_EXTRAIT DU TEXTE_

+ + + + +

Organisation managériale ne va pas forcément de pair avec privatisation totale
Dysfonctionnements
Un rapport sur le secteur des établissements et entreprises publics accompagnant le projet de loi de Finances 2021 élaboré par la Direction des entreprises publiques et de la privatisation a souligné que «les résultats des diagnostics réalisés par les différentes instances de contrôle (Parlement, Cour des comptes, audits externes réalisés pour le compte du chef du gouvernement, Inspection générale des finances, agents de contrôle du ministère chargé des Finances...) font ressortir que malgré les différents apports des EEP au développement socioéconomique (infrastructures, services publics, présence à l'international...), leur développement demeure entravé par un certain nombre de dysfonctionnements et de fragilités dont la multiplication des EEP, notamment ceux à caractère non marchand avec parfois des chevauchements entre EEP, ou avec des structures administratives relevant des ministères ; la dépendance des EEP notamment ceux non marchands du Budget général de l'Etat ; la concentration et la faiblesse des transferts vers l'Etat ; les besoins croissants exprimés par des EEP marchands en matière d'appuis étatiques en fonds propres et/ou en garantie pour leur pérennité/développement ; l'absence de synergies et de tailles critiques permettant une croissance externe ; l'essoufflement des modèles économiques de certains EEP et une gouvernance nécessitant d'être dynamisée davantage et des liquidations (plus de 70 entités) qui traînent depuis plus d'une décennie faute de volontarisme, notamment des tutelles techniques.
Ces fragilités ont été exacerbées, ajoute le rapport, par le contexte né de la pandémie de Covid-19 qui a touché frontalement certains EEP mettant à nu leurs faiblesses structurelles. En même temps, la crise a créée de nouvelles opportunités pour des réformes de fond et accélérées.
Concernant l'entrée en lice de la MAP dans ce processus de restructuration, Hicham Attouch soutient que cela s'inscrit dans le cadre de la continuité de la libéralisation du champ audiovisuel. Autrement dit, il s'agit, selon lui, d'une sorte de déverrouillage de ce champ. «Le monopole n'a plus de raison d'être, notamment avec la création de la HACA. Nous sommes face à la même configuration des télécoms avant la libéralisation du secteur des télécommunications», a-t-il rappelé.
Suspense
Toutefois, une question demeure sur toutes les lèvres : ce processus de restructuration aura-t-il des conséquences sur les coûts et prix des prestations ? «Il s'agit là d'une réforme organisationnelle et managériale à ne pas confondre avec une libéralisation totale. Les coûts et prix des prestations demeurent toujours sujet des cahiers des charges», nous a répondu notre source. Et qu'en est-il de la question de la privatisation présente dans certains esprits qui pensent que ce processus est le début d'une vaste opération de privatisation des EEP ? «Cette question ne date pas d'aujourd'hui. Benchaâboun a déjà affirmé que la transformation des établissements publics à caractère commercial en sociétés anonymes ne signifie en aucun cas leur privatisation puisque le but reste de perfectionner la gouvernance de ces établissements, et de les faire bénéficier des mécanismes de mobilisation des financements. L'ex-ministre a cité en exemple plusieurs établissements publics transformés en SA et qui n'ont pas été privatisés, dont la Société nationale des transports et de la logistique (SNTL), le Groupe OCP ou encore Barid Al-Maghrib. Toutefois, il faut rappeler que ce processus demeure une médaille avec deux faces recelant de grands enjeux et que rien n'est inscrit dans le marbre».

+ + + + +

_Données de pointage de régions_
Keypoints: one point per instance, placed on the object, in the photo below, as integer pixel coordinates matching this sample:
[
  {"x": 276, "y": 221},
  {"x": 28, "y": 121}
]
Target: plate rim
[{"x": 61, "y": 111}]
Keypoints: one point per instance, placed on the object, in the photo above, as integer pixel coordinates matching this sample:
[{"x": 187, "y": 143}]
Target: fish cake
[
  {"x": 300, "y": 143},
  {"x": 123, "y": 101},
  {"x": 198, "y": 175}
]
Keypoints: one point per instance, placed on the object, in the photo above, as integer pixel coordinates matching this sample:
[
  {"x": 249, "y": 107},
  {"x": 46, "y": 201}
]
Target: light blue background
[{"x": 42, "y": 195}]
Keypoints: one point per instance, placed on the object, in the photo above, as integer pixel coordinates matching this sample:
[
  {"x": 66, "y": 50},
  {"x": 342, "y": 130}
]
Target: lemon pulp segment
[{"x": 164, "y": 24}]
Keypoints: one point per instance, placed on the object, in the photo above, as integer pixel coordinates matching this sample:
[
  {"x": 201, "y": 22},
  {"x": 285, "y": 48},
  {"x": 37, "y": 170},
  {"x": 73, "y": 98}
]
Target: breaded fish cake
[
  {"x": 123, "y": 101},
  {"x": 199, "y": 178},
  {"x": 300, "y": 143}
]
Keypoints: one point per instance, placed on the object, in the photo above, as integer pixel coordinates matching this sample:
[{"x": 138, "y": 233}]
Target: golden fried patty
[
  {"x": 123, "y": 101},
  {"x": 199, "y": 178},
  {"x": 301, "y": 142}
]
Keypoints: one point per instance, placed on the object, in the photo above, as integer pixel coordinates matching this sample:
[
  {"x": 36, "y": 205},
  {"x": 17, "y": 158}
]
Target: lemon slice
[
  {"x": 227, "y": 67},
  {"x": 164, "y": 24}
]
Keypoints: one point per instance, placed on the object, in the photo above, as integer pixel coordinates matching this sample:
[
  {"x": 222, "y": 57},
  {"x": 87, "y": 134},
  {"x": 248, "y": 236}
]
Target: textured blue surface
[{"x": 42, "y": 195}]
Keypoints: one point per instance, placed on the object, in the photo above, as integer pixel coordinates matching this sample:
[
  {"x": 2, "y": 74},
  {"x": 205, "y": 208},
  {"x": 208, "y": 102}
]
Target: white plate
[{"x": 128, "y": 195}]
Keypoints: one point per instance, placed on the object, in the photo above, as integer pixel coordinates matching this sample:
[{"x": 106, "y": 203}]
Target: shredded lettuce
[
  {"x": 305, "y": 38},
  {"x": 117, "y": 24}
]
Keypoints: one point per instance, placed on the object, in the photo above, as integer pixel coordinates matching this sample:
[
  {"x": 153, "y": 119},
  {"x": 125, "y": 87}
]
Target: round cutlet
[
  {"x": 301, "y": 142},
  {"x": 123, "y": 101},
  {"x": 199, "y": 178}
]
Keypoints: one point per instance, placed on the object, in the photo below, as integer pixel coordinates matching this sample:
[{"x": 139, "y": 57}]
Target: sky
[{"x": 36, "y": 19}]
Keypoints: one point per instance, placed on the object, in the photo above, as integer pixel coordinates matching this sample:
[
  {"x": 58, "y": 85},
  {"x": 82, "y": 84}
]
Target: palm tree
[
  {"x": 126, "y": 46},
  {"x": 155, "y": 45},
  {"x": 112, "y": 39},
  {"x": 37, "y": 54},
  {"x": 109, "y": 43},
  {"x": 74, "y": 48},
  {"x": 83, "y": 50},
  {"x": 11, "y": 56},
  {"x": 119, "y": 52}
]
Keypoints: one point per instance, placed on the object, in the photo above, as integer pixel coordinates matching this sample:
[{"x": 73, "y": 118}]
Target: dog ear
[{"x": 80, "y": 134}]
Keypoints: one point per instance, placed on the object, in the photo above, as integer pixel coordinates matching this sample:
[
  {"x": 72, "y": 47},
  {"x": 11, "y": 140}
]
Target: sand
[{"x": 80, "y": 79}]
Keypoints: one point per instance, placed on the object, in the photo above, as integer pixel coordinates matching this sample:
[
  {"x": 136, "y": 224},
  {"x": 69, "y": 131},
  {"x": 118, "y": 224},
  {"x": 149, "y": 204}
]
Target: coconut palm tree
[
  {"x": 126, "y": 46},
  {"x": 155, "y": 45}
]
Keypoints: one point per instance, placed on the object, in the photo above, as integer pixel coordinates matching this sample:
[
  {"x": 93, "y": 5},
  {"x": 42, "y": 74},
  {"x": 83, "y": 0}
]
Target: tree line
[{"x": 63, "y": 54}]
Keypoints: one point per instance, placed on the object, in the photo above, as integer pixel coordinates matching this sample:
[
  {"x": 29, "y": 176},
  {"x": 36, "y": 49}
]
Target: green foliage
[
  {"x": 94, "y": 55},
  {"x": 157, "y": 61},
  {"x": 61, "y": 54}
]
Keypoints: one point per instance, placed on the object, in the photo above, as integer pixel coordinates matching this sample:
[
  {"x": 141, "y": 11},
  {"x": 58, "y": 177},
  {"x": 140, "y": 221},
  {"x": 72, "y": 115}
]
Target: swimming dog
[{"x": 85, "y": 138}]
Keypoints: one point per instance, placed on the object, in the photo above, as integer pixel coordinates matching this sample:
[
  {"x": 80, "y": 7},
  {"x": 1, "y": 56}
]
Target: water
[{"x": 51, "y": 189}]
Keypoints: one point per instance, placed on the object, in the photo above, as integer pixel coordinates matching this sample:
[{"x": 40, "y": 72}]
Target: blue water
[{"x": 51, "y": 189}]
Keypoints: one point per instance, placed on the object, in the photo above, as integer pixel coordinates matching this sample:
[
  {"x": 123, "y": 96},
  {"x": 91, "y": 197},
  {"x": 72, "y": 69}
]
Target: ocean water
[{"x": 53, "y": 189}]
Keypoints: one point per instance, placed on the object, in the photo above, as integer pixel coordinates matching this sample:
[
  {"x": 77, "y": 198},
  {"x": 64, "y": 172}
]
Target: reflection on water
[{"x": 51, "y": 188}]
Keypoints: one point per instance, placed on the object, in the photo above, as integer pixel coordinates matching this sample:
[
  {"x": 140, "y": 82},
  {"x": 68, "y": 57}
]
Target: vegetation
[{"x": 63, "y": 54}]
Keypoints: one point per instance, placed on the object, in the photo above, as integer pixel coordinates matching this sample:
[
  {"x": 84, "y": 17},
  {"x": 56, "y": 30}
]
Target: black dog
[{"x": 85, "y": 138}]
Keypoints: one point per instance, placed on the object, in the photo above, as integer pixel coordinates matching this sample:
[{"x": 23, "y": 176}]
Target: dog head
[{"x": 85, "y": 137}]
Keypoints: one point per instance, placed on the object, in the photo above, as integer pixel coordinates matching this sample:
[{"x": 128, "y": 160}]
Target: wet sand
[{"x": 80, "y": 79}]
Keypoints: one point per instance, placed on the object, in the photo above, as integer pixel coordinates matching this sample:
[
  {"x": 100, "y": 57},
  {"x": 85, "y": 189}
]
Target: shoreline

+ + + + +

_CONSIGNE_
D'après l'extrait, quels établissements publics transformés en SA sans avoir été privatisés l'ex-ministre cite-t-il en exemple ? Appuyez-vous uniquement sur l'extrait.

_RÉPONSE RÉDIGÉE_
La Société nationale des transports et de la logistique (SNTL), le Groupe OCP et Barid Al-Maghrib.